[BEGIN GIVEN ENTRIES]

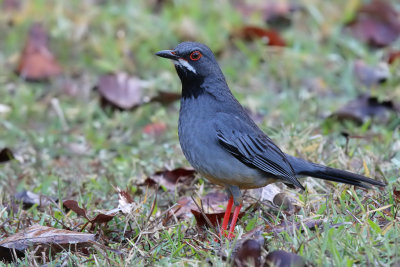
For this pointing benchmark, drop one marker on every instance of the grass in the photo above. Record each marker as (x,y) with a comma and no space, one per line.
(295,89)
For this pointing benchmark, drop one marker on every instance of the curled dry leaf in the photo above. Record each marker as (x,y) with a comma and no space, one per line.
(155,129)
(43,238)
(213,204)
(6,155)
(268,36)
(10,254)
(37,62)
(4,109)
(121,91)
(249,254)
(364,108)
(371,75)
(376,23)
(11,5)
(290,227)
(280,258)
(279,14)
(393,56)
(214,218)
(29,199)
(169,179)
(125,201)
(396,195)
(98,219)
(285,202)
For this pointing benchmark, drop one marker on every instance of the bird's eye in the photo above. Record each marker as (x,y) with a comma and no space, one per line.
(195,55)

[END GIVEN ENTRIES]

WHAT THIS TASK INVOLVES: Your task is to repeat the material above exactly, without its pictures.

WORKED ANSWER:
For this pointing benchmark, drop one marker on every instance of the grass in the photo above. Record each marker as (x,y) with a comma and no space, one per line.
(295,89)
For this pointing benchmark, drop one marker on every instance of the curled dry leaf in the photo above. Record each marker as (x,y) with a comma and no space, one per line.
(155,129)
(43,238)
(213,204)
(6,155)
(268,36)
(10,254)
(37,62)
(4,109)
(121,91)
(249,254)
(364,108)
(371,75)
(376,23)
(11,5)
(290,227)
(280,258)
(279,14)
(393,56)
(214,218)
(29,199)
(169,179)
(125,201)
(396,195)
(98,219)
(285,202)
For this pointing benchmark, drop one marker on every instance of the bird's eye in the photo above. Record each marker as (x,y) with a comma and no space, one per line.
(195,55)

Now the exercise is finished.